In the listing below, begin at the line that has "In this exercise you will indicate the yellow petal" and stop after the line that has "[(220, 403)]", then please write those lines out again with "Query" replaced by "Target" and everything else unchanged. Leave the pictures out of your answer.

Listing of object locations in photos
====================

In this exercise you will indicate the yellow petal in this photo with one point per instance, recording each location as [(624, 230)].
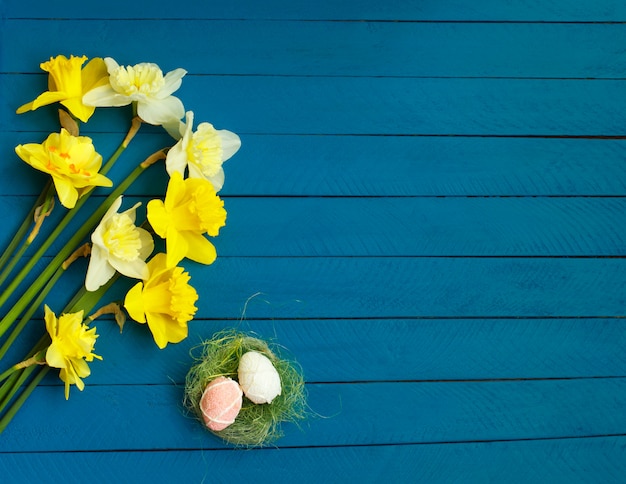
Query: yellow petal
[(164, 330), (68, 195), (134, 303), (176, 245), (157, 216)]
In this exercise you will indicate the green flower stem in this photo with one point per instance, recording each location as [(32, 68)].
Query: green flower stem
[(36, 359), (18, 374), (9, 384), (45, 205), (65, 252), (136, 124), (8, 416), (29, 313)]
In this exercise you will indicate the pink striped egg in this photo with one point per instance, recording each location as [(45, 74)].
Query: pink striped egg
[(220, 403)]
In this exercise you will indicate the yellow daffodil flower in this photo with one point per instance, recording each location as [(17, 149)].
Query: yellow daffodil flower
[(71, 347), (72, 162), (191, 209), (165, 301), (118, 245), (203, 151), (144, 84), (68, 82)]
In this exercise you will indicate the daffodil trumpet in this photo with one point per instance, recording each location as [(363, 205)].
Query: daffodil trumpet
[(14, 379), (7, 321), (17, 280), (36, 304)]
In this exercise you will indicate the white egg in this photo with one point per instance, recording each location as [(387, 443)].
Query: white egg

====================

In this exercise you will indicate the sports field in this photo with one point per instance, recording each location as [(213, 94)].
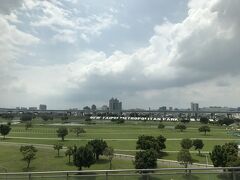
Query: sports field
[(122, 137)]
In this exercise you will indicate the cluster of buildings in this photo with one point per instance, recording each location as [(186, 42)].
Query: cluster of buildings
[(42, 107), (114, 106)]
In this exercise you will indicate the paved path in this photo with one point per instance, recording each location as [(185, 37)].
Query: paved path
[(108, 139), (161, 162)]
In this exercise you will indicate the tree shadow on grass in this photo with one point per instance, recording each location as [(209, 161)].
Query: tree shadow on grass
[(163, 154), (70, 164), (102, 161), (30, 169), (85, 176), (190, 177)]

====================

| WORKED ANSWER |
In this exercise you will indicate the yellow petal in this photo with one point per instance, recording each location as [(624, 230)].
Target: yellow petal
[(164, 330), (68, 195), (134, 303), (176, 245), (157, 216)]
In this exercise you will indicate the green flower stem in this photo with one point per instance, recording each location as [(32, 68)].
Target: green flower stem
[(36, 359), (18, 374), (9, 384), (45, 205), (65, 252), (136, 124), (8, 416), (29, 313)]
In this exercise you will indicate the pink striped egg in this photo with one point per instance, recording each location as [(45, 74)].
Target: pink striped egg
[(220, 403)]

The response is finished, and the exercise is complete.